[Document extract]
-------------------------

Passkey policy will increasingly split along assurance lines. The governance decision is no longer whether to adopt passkeys, but which form of passkey is acceptable for which identity and risk class. That means enrollment, recovery, and privileged access policy must be written together, not as separate workstreams.
Identity teams should expect AI to increase pressure on both authentication and recovery paths. Deepfake-assisted impersonation raises the value of origin-bound credentials, while automated social engineering makes fallback channels more attractive to attackers. Organisations that tighten recovery controls and reduce relayable factors will have a materially better operating position.
For practitioners
- Prioritise phishing-resistant authentication for high-risk access paths Start with privileged users, finance, admin consoles, and any workflow that can trigger sensitive changes. Replace promptable MFA where attacker-in-the-middle risk is highest, then expand to broader workforce access after enrollment and recovery are stable.
- Separate convenience passkeys from assurance-grade authenticators Define which user groups can use synchronised passkeys and which roles require hardware-bound keys. Document the decision by application tier, data sensitivity, and recovery requirements so the policy is enforceable instead of aspirational.
- Rework account recovery as an assurance control Treat recovery as part of the authentication boundary, not an operational exception. Require strong identity proofing, resistant backup methods, and explicit recovery logging because many phishing-resistant programmes fail at the fallback path.
- Extend identity governance to AI access cases Map where AI systems, models, or agents need access to sensitive data and enforce the same authorization discipline used for human identities. Separate model use, data use, and administrative use so access does not blur into standing trust.
- Measure where users still depend on relayable authentication Inventory login methods that still allow push fatigue, OTP interception, or session relay. Use that baseline to target the top applications and the highest-risk user groups first, then track migration by application and identity type.
Key takeaways
- Phishing-resistant authentication is replacing promptable MFA as the practical baseline for modern identity assurance.
- Passkeys improve usability, but hardware-bound authenticators still matter where origin assurance and device binding are essential.
- AI expands identity risk across login, recovery, and access governance, so IAM programmes must treat authentication as part of a wider control model.

-------------------------

[Extracted information]
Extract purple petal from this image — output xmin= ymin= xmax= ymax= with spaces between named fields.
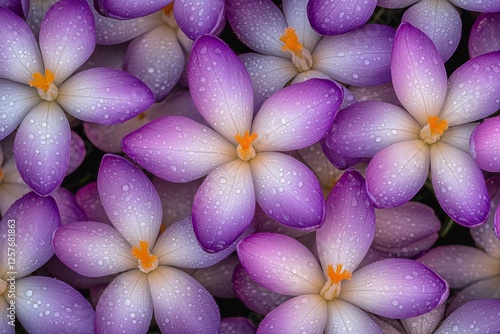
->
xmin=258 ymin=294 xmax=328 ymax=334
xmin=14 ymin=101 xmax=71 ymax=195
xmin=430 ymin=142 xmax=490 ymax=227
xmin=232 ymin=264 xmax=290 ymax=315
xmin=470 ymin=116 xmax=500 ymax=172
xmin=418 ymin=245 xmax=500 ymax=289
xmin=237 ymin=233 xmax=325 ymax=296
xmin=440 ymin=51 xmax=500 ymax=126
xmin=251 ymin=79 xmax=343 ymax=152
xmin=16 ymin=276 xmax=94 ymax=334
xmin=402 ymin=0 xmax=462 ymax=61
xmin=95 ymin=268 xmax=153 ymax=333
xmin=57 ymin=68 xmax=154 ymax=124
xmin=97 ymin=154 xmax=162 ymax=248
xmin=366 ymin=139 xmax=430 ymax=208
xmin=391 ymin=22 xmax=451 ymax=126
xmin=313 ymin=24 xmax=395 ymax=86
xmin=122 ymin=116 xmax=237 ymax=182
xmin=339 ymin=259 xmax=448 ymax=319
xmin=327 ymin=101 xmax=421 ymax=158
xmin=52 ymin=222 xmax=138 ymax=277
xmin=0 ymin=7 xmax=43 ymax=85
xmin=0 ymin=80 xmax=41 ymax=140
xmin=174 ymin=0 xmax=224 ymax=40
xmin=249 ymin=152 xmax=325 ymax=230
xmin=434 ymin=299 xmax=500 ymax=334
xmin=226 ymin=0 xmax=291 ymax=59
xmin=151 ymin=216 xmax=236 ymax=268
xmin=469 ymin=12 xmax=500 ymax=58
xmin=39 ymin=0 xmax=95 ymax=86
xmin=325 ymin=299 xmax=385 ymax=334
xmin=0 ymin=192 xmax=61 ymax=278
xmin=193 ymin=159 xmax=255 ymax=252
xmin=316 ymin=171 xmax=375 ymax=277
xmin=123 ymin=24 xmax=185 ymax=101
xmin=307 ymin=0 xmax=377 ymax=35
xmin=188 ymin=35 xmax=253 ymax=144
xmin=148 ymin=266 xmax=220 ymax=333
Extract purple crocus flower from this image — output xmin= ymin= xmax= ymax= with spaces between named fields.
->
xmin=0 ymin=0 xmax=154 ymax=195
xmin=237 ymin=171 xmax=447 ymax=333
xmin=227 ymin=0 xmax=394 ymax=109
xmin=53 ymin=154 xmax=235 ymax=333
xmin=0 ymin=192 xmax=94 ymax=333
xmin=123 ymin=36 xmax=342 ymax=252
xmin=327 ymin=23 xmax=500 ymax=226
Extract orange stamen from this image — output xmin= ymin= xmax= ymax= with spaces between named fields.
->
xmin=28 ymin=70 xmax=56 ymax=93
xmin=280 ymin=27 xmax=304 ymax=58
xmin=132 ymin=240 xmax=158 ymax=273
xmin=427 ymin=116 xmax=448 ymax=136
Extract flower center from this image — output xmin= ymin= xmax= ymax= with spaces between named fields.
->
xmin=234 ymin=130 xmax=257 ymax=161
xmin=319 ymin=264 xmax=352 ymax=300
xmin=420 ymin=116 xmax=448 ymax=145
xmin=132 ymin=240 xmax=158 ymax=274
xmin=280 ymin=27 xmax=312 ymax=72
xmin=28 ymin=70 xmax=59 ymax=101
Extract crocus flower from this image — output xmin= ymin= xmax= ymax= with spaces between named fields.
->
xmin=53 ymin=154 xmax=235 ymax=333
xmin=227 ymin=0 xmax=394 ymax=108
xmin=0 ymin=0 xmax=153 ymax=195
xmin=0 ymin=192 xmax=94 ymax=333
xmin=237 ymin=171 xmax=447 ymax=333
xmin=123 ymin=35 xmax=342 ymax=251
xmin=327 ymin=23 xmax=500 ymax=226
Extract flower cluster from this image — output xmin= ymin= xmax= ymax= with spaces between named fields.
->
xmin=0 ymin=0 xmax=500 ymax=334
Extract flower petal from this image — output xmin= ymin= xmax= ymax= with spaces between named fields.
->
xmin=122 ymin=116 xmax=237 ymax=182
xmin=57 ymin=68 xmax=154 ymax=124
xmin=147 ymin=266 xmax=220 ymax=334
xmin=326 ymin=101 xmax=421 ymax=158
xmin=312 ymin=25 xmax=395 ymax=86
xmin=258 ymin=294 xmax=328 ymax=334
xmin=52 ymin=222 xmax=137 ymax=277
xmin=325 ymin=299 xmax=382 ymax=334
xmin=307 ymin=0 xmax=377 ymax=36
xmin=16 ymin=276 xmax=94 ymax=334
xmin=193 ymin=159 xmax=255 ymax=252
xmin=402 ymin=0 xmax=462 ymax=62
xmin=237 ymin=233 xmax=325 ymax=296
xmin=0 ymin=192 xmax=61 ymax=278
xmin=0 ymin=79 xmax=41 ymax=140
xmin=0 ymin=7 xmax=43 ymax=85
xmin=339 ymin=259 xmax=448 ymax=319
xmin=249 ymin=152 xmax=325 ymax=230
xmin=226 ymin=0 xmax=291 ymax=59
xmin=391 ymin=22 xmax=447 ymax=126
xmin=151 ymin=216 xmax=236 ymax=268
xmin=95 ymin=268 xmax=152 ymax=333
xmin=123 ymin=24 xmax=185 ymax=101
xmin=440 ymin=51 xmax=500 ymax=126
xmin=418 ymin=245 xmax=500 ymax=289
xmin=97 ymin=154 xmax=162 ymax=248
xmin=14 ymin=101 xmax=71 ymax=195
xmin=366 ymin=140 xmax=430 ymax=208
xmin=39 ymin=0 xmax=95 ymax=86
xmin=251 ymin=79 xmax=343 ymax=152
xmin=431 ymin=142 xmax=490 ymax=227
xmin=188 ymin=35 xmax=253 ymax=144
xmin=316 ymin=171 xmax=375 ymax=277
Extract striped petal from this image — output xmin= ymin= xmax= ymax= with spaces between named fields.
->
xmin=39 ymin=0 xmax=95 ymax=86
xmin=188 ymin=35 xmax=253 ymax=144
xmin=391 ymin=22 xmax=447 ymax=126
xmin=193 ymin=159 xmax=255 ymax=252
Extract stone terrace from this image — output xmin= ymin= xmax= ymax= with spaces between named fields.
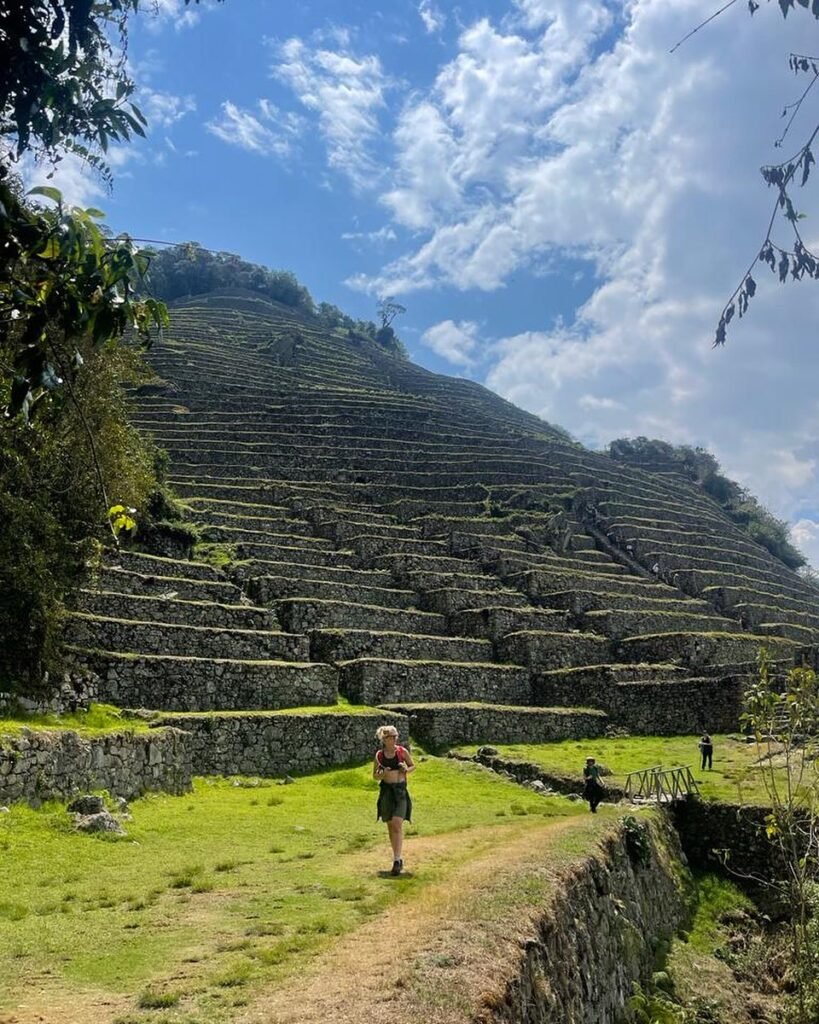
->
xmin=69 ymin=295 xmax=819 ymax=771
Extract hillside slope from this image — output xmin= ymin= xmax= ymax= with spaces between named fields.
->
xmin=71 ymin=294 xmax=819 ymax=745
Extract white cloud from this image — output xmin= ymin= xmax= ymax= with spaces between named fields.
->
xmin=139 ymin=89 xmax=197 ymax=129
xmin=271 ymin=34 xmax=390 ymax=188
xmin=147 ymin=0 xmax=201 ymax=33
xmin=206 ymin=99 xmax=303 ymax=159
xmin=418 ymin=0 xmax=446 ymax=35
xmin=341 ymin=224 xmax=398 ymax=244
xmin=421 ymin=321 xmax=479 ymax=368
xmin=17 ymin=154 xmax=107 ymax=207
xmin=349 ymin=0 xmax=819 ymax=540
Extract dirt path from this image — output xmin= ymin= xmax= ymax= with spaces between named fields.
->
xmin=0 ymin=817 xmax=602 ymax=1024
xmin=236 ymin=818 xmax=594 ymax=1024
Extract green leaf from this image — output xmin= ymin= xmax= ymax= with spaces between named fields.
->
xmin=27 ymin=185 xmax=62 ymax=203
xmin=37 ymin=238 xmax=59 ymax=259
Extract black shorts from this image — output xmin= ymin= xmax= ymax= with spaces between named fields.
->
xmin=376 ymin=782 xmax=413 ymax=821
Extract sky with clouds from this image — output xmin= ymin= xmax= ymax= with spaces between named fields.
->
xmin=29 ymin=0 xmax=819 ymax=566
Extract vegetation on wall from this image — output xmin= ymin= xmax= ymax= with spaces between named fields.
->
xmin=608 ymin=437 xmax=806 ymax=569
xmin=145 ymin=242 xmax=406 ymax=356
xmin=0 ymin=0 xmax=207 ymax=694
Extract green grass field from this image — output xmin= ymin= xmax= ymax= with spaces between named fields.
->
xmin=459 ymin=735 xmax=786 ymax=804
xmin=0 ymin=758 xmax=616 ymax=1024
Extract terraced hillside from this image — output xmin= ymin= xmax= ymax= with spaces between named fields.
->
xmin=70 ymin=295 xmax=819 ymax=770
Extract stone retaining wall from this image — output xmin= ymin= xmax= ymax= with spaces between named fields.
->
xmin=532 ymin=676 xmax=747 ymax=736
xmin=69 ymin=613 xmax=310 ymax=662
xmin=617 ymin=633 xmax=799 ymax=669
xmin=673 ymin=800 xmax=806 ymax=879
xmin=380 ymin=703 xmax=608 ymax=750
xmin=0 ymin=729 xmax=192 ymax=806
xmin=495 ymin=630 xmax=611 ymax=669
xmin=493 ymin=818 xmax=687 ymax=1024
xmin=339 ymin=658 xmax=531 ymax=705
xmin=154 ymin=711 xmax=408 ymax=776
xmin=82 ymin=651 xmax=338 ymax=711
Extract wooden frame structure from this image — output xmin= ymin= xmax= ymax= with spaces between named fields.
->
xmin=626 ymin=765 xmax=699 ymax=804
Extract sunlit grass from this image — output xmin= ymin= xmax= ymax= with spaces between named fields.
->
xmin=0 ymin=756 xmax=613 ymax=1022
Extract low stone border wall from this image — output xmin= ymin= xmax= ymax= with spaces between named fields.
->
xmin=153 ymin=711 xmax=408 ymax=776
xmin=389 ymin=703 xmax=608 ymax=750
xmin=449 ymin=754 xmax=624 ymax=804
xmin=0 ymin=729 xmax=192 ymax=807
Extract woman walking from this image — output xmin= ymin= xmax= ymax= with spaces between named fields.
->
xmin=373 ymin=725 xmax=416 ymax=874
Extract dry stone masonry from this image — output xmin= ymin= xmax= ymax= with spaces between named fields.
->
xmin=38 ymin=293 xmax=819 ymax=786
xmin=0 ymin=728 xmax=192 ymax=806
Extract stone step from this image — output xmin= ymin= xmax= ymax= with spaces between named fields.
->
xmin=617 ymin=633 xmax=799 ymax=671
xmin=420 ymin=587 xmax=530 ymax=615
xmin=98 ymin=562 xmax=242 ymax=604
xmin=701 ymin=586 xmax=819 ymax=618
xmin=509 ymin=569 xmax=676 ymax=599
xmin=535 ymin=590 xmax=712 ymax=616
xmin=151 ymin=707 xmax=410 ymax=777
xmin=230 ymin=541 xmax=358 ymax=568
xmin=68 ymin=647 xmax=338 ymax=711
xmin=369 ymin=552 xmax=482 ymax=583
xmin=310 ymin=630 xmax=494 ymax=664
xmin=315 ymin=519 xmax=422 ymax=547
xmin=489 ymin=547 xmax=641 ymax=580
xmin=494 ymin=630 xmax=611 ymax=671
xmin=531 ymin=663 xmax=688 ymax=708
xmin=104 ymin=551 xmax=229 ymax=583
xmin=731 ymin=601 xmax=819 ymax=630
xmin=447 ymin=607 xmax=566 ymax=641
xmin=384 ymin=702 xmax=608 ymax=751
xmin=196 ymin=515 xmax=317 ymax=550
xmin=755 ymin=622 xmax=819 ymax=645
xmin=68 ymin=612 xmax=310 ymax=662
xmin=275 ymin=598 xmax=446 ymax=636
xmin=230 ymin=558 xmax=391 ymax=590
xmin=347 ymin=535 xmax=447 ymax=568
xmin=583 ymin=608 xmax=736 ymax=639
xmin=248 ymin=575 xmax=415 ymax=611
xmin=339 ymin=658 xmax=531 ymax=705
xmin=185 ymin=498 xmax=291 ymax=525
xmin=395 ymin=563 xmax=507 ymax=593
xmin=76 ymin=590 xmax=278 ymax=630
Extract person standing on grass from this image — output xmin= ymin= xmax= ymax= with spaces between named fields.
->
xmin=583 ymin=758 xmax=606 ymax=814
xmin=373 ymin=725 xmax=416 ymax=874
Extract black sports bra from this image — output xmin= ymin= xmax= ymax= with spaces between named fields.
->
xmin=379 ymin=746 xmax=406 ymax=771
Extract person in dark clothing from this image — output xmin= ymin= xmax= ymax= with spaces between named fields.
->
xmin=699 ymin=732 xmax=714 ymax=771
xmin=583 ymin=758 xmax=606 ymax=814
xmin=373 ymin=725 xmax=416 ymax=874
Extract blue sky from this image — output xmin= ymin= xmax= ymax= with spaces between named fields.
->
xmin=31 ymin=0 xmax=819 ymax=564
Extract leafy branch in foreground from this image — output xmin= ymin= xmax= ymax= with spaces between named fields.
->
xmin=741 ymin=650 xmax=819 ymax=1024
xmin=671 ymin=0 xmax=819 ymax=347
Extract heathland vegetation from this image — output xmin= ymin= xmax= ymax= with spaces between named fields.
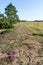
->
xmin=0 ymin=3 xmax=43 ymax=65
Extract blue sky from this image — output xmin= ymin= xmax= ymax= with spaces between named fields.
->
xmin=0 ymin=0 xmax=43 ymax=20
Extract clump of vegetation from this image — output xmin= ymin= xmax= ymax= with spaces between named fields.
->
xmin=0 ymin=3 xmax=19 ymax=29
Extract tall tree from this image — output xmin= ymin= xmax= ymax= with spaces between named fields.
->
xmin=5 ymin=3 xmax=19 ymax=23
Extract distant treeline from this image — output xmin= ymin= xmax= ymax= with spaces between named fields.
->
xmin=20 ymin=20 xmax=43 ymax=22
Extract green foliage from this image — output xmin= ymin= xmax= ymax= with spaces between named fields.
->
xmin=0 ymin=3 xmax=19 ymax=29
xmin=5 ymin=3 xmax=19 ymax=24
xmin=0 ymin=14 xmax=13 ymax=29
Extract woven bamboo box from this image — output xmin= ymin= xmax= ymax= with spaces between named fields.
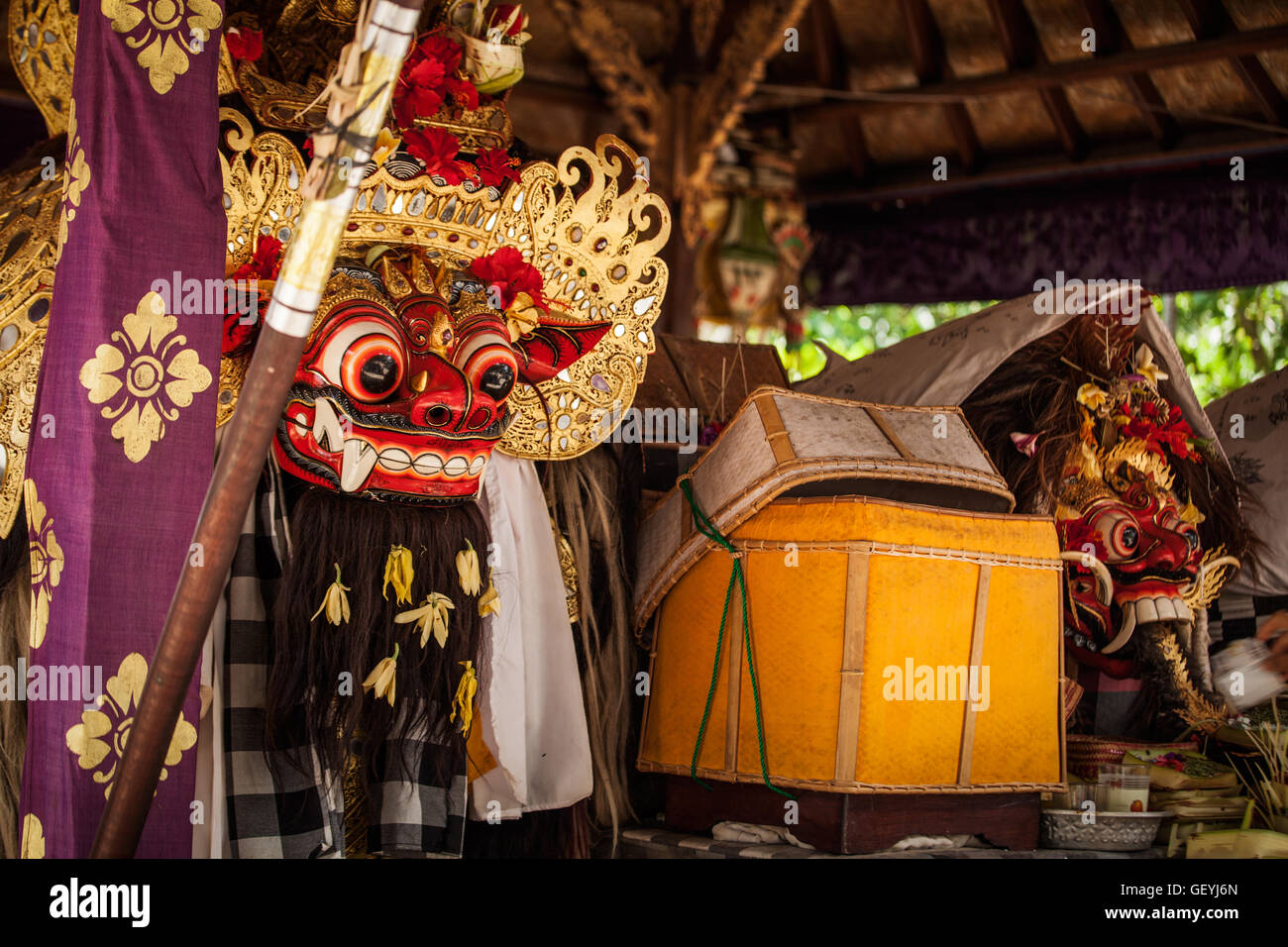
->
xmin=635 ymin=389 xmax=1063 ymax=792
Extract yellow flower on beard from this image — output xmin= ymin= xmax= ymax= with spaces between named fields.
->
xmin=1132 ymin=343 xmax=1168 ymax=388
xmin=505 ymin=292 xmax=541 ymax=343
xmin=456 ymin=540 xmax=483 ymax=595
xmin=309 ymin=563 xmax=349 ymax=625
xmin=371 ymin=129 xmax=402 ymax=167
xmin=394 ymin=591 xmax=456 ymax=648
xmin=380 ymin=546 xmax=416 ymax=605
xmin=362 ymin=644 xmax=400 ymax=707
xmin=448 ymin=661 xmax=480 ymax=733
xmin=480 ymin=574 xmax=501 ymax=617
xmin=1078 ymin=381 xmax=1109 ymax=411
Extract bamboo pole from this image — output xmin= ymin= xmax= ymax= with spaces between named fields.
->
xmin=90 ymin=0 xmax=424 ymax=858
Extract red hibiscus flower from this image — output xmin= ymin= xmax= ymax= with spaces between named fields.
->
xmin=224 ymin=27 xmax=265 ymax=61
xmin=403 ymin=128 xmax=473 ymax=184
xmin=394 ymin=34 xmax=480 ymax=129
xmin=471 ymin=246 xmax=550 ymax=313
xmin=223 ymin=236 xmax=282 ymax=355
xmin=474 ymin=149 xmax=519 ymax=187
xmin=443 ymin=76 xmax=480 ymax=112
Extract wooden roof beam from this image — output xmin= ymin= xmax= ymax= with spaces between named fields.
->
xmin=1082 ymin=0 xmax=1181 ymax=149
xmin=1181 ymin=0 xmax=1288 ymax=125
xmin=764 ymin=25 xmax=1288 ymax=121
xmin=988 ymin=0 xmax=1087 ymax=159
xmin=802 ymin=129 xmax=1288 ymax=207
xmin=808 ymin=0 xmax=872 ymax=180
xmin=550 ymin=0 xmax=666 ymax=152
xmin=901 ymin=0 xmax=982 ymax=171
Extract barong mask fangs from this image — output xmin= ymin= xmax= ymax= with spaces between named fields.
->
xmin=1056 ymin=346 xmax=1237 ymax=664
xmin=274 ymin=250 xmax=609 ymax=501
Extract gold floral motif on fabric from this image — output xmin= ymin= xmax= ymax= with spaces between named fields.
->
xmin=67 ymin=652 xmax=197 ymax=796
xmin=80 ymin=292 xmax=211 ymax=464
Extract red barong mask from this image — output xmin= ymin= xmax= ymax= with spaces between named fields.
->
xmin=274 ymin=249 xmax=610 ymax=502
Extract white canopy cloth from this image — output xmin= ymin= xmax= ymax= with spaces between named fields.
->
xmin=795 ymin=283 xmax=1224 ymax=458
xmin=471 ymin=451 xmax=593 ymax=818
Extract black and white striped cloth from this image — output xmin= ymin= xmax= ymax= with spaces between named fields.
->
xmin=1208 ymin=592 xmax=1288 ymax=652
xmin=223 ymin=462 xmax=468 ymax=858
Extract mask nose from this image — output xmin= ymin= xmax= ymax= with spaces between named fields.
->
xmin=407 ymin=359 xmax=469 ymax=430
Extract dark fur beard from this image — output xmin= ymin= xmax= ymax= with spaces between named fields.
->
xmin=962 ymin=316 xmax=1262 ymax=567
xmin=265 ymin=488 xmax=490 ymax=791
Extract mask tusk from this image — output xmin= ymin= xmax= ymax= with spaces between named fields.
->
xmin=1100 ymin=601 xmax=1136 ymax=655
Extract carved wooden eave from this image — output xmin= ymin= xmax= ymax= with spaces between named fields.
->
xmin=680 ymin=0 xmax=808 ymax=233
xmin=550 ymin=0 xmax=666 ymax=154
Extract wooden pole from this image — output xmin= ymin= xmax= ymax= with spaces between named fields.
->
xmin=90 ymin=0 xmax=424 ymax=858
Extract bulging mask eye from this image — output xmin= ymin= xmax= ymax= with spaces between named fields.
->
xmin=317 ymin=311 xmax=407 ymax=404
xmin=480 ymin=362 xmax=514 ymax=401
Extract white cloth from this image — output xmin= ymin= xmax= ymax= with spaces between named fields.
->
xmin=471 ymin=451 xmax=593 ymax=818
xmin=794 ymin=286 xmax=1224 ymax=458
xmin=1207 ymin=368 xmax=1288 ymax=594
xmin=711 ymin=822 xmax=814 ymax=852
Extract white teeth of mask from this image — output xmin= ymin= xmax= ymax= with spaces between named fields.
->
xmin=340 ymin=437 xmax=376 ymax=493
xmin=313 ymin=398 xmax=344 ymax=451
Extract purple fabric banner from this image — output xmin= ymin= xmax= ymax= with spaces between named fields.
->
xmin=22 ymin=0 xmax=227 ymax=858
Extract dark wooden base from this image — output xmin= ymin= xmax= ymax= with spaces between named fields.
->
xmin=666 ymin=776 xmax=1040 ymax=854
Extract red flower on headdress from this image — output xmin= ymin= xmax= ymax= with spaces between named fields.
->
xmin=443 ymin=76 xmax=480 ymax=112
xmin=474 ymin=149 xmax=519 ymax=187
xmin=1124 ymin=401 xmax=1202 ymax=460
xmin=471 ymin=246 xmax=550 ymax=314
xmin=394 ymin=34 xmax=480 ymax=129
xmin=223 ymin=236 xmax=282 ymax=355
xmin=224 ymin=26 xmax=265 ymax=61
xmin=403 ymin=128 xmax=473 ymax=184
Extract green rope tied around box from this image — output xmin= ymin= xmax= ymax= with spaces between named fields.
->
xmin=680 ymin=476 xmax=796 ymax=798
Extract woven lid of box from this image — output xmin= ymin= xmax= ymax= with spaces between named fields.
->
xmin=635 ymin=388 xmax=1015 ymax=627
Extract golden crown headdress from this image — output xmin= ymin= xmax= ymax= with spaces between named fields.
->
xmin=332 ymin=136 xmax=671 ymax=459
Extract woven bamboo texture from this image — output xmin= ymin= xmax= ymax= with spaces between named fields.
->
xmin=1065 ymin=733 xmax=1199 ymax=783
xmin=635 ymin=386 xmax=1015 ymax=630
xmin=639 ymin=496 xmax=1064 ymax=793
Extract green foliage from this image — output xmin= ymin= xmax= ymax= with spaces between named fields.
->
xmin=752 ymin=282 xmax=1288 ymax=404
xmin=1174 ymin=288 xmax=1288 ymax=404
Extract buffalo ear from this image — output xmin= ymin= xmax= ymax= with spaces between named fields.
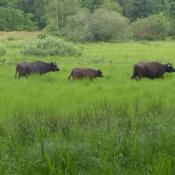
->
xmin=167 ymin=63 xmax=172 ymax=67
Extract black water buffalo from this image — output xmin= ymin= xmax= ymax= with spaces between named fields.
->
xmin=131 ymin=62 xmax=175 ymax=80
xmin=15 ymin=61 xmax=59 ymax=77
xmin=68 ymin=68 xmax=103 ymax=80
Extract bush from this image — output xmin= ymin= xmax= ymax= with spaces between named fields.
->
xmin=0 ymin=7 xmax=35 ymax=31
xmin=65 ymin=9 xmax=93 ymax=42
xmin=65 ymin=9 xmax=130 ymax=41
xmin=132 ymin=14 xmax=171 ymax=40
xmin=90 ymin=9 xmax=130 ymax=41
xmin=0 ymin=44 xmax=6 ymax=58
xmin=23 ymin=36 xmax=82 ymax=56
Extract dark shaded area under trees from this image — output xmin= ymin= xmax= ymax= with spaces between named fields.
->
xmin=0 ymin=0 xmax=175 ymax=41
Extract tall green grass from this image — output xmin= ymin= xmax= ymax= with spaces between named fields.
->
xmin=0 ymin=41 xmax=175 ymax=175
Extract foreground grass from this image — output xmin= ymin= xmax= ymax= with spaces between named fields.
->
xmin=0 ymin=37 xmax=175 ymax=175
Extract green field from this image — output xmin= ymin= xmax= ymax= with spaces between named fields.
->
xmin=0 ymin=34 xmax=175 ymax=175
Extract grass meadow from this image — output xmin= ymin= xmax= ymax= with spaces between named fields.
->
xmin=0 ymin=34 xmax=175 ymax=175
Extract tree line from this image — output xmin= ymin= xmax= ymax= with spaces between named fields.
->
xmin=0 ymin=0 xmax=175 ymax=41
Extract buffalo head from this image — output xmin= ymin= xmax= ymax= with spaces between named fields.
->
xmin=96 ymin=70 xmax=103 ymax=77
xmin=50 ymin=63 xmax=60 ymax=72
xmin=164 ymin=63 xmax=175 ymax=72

-------------------------

List the five recommendations in the passkey policy text under "For practitioners", using the opening phrase of each one.

[Written answer]
- Prioritise phishing-resistant authentication for high-risk access paths
- Separate convenience passkeys from assurance-grade authenticators
- Rework account recovery as an assurance control
- Extend identity governance to AI access cases
- Measure where users still depend on relayable authentication